(Saved entries)
* * *
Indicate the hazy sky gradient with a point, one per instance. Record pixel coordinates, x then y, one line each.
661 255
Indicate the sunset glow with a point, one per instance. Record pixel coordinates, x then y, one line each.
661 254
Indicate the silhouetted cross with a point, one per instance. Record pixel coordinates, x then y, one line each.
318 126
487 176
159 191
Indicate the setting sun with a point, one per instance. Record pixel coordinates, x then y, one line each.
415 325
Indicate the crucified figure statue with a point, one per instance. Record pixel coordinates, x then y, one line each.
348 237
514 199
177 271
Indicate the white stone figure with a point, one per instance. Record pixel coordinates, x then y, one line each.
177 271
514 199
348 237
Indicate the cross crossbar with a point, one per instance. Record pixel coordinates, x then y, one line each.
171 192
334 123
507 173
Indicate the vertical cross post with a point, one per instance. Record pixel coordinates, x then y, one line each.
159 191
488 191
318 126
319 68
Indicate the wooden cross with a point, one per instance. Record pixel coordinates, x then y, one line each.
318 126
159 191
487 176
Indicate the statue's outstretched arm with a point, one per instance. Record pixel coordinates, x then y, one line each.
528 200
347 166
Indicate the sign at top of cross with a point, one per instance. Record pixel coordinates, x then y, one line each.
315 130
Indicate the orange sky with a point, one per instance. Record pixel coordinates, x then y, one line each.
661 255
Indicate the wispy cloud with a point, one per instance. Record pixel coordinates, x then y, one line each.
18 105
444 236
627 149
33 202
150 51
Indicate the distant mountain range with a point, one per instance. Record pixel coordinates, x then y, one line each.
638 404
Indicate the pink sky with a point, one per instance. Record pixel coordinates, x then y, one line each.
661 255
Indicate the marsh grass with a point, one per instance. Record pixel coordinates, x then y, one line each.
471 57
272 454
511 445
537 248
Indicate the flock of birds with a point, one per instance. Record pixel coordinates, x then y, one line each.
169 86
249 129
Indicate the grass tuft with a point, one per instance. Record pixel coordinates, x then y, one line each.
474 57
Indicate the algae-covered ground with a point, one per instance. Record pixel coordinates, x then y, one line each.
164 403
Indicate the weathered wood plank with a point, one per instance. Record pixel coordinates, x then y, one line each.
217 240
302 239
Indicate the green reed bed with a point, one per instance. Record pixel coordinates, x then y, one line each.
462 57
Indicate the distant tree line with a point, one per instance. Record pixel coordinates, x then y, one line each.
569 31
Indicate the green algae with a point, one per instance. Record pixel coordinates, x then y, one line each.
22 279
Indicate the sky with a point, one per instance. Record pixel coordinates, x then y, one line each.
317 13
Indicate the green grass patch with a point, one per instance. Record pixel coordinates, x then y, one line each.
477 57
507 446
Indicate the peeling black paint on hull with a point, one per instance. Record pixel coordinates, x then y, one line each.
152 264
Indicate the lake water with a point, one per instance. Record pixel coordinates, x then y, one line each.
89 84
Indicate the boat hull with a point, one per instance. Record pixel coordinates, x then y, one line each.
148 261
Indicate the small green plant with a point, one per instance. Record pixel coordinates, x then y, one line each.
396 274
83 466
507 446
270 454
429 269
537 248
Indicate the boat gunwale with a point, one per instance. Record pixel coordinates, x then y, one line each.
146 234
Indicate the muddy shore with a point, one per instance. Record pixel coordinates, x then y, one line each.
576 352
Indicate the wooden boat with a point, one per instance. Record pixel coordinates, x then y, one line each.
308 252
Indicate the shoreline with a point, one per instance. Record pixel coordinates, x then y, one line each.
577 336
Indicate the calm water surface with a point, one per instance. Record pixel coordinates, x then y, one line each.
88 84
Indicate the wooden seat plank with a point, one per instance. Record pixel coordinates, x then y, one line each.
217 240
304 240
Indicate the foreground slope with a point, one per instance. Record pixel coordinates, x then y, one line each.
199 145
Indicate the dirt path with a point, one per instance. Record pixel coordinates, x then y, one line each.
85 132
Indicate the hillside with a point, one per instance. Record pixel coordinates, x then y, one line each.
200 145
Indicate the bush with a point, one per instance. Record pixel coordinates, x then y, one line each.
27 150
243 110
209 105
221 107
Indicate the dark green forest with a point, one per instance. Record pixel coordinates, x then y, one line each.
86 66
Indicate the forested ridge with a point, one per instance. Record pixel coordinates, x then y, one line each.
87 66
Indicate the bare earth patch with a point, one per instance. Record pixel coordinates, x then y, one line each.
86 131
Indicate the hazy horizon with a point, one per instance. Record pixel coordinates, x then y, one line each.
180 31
* * *
YOUR TASK => Transcribe the entries exactly, and make each line match the original.

SOLUTION TO THIS PROBLEM =>
Indicate the hazy sky gradient with a point, one per instance. Record pixel coordinates, x then y, one line each.
661 255
Indicate the sunset glow with a point, one per instance. Record pixel coordinates, x then y, one line each.
661 254
Indicate the silhouetted cross with a point, one per instance. Record pixel coordinates, x then y, one line each.
318 126
487 176
159 191
Indicate the setting sun with a point, one per instance. Record pixel coordinates, x then y, one line each.
415 325
Indicate the crucified figure statue with a point, one per instance. Record pixel coordinates, x then y, one line each.
348 237
514 199
177 271
Indicate the white stone figure with a point, one per instance. Record pixel coordinates, x then y, one line each.
177 271
514 199
348 237
Indicate the cross crossbar with a point, one per instance. Record pixel coordinates, x then y, one line each.
171 192
334 123
507 173
Indicate the vertical cross post with a point, one per instance. Record pixel coordinates, x then y, one line each.
159 191
488 191
318 126
319 68
Indicate the wooden cross with a point, one per instance. Record pixel coordinates, x then y, one line each.
318 126
159 191
487 176
Indicate the statue's outstretched arm with a point, one per instance. Record pixel coordinates, x then y, one line each.
528 200
347 166
Indicate the sign at top of cross with a point, one per instance. Record pixel coordinates, x then y, one line each.
315 130
Indicate the orange sky with a point, one per instance. Record pixel coordinates, x then y, one line each.
661 255
Indicate the wispy cloud with a point, one per instance. Record pixel coordinates, x then y, one line each.
18 105
444 236
627 149
33 202
150 51
Indicate the distant mountain range with a point, one per instance. Record pixel coordinates, x then y, one line each.
638 404
Indicate the pink sky with a point, one per instance. Record pixel coordinates, x then y, one line each.
661 255
Indicate the marsh grass with a point, one per instance. Record pixel coordinates, x then y, one line each.
471 57
272 454
511 445
537 248
Indicate the flock of birds with a point, one per instance. Record pixel coordinates, x then y, one line each.
169 86
249 129
Indicate the grass tuft with a point, one per instance. Record pixel coordinates, x then y, one line each.
474 57
Indicate the algae-covered ground with a point, one per instance. Record pixel coordinates, x then y, one line each.
164 403
Indicate the weathered wood plank with a point, one per instance. Record pixel coordinates, x then y, one line each.
217 240
302 239
Indicate the green reed bed with a point, one per instance. Record pixel coordinates, x then y, one line each.
462 57
Indicate the distant tree line with a point, one per instance. Record pixel coordinates, x then y, one line each.
569 31
Indicate the green algae with a point, one per instance. Record pixel coordinates, x then y, one line each.
22 279
Indicate the sky with a point, one per instance. Record pixel coordinates, x then y, one line each.
317 13
Indicate the green grass patch with a point, one per instance. Record pixel coordinates, x then y, one line each.
477 57
507 446
Indicate the peeling black paint on hull with a point, one per instance. Record pixel coordinates, x then y, one line each.
152 264
Indicate the lake water with a point, one per instance. Record pixel coordinates, x then y, one line each.
89 84
Indicate the boat hull with a point, one per instance. Record pixel coordinates, x then y, one line each.
148 261
Indicate the small green plant with a point, one per instance. Record pixel coordinates, x then y, one line each.
396 274
83 466
507 446
270 454
429 269
537 248
Indicate the boat gunwale with a point, one per instance. Record pixel coordinates, x then y, one line each.
146 234
Indicate the muddy shore with a point, one per instance. Record pixel coordinates, x then y, one line each.
576 352
Indicate the wooden boat with a point, one per instance. Record pixel coordinates, x then y, one line each.
308 252
Indicate the shoreline with a point, one per instance. Record pixel coordinates, x then y, one line each.
577 336
Indicate the calm water surface with a point, one per instance. Record pixel coordinates, x then y, one line each.
88 84
Indicate the wooden seat plank with a point, one per instance. Record pixel coordinates, x then y, one line each.
217 240
304 240
Indicate the foreground slope with a point, one per instance. Record pixel coordinates, x then y, one line each.
199 145
Indicate the dirt path with a point, one per instance. Record pixel coordinates, x then y, one line each.
85 132
Indicate the hillside with a point, one per instance. Record pixel coordinates, x then y, one line each.
200 145
Indicate the bush with a point, one per instance. Record pixel coordinates, x then y, one line each.
27 150
243 110
209 105
221 107
Indicate the dark green forest with a point, one per instance. Record pixel coordinates, x then y, one line each.
86 66
Indicate the forested ridge with a point, one per instance. Record pixel coordinates, x then y, one line each.
87 66
Indicate the bare earth patch with a point, one per instance. Record pixel coordinates, x then y, one line each.
86 131
Indicate the hazy horizon with a point, one per instance. Record pixel coordinates, x then y, one line each.
180 31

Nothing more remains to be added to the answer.